▸ **WORK TO BE COMPLETED**
Duplicate the passage of the rectal cancer proton therapy excerpt below that opens with the words containing "Abbreviations: CT = computed tomography;" and closes with "receiving 40 Gy.".

▸ **TEXT EXCERPT**
Abbreviations: CT = computed tomography; CTV45 = clinical target volume prescribed 45 GyE; CTV50 = clinical target volume prescribed 50 GyE; Dmax = maximum dose to 0.03 cubic centimeters; LPO = left posterior oblique; PA = posteroanterior; RPO = right posterior oblique; V100% = volume receiving 100% of the prescribed dose; V40Gy = percentage of volume receiving 40 Gy.

Values did not meet institutional dose constraints.

Discussion

To our knowledge, this is the first study evaluating the optimal proton therapy field design in the treatment of patients with rectal cancer. Based on a total of 60 plan evaluations, our analysis suggests that a single PA beam arrangement should be avoided. In addition, both RPO/LPO and PA/opposed lateral beam arrangements appear to be reasonable choices, although the RPO/LPO approach intuitively offers less integral dose and avoids beams that traverse the femoral heads. The addition of RPO/LPO beams to the PA/opposed lateral arrangement did not appear to afford any marginal benefit and is not indicated. Finally, the study's results suggest that for patients with a maximal rectal diameter >3 cm on the short axis on the planning CT, either the patient should be resimulated or noninvasive measures to reduce intestinal gas should be pursued before treatment based on the possibility that rectal contraction may severely compromise target coverage with subsequent treatments. Noninvasive gas-reducing measures may include a prophylactic bowel regimen, a daily enema, or rectal catheters.

Previous preclinical planning studies evaluating the dosimetric benefits of PBT in patients with rectal cancer have generally acknowledged but not accounted for perturbations in intestinal gas. Colaco et al compared plans generated with 3DCRT, IMRT, and PBT in 8 patients undergoing preoperative therapy.12 The PBT plans were generated with uniform scanning and passive scattering and a 3-beam arrangement of PA and opposed lateral beams, with heavier weight of the PA beam (3.1-1). To account for rectal distension with air, the Hounsfield units were overridden for the air-filled portion of the rectum. Wolff et al generated proton, RapidArc, IMRT, and 3DCRT plans for 25 consecutive patients undergoing preoperative treatment, using spot scanning protons in a 3-beam arrangement with PA, RPO (135o), and LPO (225o) beams, but did not mention accounting for intestinal gas.13 Radu et al compared IMRT and PBT in patients with locally advanced (cT4a), unresectable rectal cancer, with simultaneous integrated boosts to 62.5 Gy in 25 fractions.14 For the proton plans, spot scanning was used with RPO (140o) and LPO (220o) beams. In 2 plans, an additional PA beam was added owing to a shallow target. Intestinal gas was contoured and the plans recalculated with water-equivalent material. Of interest, when the gas was replaced with water, the targets were no longer covered by the 95% isodose line in all proton plans. In addition, the Mayo Clinic reported on their experience treating 11 patients with preoperative short-course PBT with pencil beam scanning to 25 Gy in 5 fractions.15 They used an RPO/LPO field arrangement with a hinge angle of 80o. Rectal gas was contoured and assigned Hounsfield units of –450 for optimization. Collectively, these studies highlight the heterogeneity with which beam arrangements are selected and bowel gas is treated and underscore that air content is an important obstacle in the treatment of rectal cancer with proton therapy.

(Dataset entries)
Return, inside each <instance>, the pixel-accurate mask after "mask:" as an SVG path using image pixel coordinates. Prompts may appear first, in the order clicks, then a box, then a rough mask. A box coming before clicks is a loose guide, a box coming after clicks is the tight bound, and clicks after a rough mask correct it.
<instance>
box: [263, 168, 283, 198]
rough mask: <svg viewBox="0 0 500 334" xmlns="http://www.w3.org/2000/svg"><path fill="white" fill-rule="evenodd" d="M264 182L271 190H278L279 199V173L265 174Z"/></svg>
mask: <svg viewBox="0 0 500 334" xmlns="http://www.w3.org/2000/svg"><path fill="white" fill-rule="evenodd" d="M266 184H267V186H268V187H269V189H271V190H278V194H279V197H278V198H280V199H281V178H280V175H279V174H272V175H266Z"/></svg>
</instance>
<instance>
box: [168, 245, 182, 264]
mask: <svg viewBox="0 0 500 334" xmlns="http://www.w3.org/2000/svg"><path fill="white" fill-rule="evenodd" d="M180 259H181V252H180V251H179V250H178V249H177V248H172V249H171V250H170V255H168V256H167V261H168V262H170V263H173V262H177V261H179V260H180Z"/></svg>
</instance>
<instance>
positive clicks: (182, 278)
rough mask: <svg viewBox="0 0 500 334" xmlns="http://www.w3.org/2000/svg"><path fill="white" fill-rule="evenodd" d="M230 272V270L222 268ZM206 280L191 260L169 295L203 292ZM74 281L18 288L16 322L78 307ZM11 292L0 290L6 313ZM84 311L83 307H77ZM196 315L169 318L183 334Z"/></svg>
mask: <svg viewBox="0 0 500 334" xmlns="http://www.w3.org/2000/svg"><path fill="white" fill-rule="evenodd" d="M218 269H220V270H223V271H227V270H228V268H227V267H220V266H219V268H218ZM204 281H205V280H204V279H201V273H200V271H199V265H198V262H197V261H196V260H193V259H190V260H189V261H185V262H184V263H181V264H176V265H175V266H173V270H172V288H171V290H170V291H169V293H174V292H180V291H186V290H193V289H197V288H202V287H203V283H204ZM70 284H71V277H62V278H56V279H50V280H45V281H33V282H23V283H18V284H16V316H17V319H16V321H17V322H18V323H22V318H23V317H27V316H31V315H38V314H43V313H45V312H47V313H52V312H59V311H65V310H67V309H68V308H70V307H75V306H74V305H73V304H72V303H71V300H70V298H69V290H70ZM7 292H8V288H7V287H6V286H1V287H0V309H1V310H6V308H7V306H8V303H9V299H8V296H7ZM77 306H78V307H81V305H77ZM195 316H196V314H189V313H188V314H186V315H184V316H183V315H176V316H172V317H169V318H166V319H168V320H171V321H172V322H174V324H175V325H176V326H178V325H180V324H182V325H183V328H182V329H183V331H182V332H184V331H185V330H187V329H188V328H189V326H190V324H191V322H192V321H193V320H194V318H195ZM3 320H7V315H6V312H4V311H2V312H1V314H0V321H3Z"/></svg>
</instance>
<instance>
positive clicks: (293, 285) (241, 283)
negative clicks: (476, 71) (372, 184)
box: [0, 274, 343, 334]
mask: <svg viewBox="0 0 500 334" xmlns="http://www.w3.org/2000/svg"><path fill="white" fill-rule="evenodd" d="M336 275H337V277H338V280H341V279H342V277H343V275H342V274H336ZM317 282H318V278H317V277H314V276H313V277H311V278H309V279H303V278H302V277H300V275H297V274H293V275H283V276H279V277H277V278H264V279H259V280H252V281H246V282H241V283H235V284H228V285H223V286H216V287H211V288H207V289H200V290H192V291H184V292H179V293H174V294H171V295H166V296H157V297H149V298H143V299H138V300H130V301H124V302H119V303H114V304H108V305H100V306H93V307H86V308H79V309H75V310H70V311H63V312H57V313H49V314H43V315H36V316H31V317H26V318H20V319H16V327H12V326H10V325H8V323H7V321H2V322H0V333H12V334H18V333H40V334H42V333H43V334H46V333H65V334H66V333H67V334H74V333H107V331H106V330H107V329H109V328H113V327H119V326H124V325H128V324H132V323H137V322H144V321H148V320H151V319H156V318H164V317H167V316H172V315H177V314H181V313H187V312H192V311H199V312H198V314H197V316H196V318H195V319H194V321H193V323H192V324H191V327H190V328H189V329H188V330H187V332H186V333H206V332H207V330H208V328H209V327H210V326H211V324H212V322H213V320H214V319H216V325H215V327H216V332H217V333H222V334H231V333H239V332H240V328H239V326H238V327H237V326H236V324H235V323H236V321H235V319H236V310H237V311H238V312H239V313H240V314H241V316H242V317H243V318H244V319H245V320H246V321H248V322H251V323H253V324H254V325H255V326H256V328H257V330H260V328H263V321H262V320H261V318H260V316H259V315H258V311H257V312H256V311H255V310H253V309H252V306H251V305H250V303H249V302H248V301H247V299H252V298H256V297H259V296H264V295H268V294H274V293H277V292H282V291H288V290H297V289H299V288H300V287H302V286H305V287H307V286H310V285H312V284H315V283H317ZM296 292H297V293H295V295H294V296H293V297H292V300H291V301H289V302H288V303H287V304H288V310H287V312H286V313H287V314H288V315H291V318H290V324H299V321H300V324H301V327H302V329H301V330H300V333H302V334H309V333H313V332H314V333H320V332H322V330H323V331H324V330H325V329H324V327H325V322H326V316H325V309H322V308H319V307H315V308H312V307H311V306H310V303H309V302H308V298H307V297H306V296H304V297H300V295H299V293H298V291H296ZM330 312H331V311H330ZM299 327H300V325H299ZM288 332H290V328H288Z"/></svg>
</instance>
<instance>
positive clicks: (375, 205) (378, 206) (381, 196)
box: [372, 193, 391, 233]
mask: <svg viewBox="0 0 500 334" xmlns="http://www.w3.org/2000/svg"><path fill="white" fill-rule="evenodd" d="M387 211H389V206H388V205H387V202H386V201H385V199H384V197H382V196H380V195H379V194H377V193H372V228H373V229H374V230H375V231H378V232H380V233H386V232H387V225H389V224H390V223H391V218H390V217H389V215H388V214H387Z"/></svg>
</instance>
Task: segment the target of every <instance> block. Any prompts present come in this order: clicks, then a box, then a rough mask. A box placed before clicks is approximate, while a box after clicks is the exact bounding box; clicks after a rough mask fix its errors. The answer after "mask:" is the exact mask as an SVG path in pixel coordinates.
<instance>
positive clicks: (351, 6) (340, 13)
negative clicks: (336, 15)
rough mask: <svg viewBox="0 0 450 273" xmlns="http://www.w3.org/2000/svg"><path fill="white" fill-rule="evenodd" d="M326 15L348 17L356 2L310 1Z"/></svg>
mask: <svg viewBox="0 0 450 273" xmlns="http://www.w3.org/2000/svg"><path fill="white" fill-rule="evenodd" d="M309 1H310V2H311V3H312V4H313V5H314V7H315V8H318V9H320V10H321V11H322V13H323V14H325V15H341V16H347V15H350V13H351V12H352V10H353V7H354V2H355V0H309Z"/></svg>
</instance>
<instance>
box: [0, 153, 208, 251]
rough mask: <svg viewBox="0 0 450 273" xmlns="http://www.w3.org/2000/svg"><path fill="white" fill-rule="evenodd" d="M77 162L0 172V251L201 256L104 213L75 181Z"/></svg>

▸ **RESULT**
Abbreviations: CT = computed tomography; CTV45 = clinical target volume prescribed 45 GyE; CTV50 = clinical target volume prescribed 50 GyE; Dmax = maximum dose to 0.03 cubic centimeters; LPO = left posterior oblique; PA = posteroanterior; RPO = right posterior oblique; V100% = volume receiving 100% of the prescribed dose; V40Gy = percentage of volume receiving 40 Gy.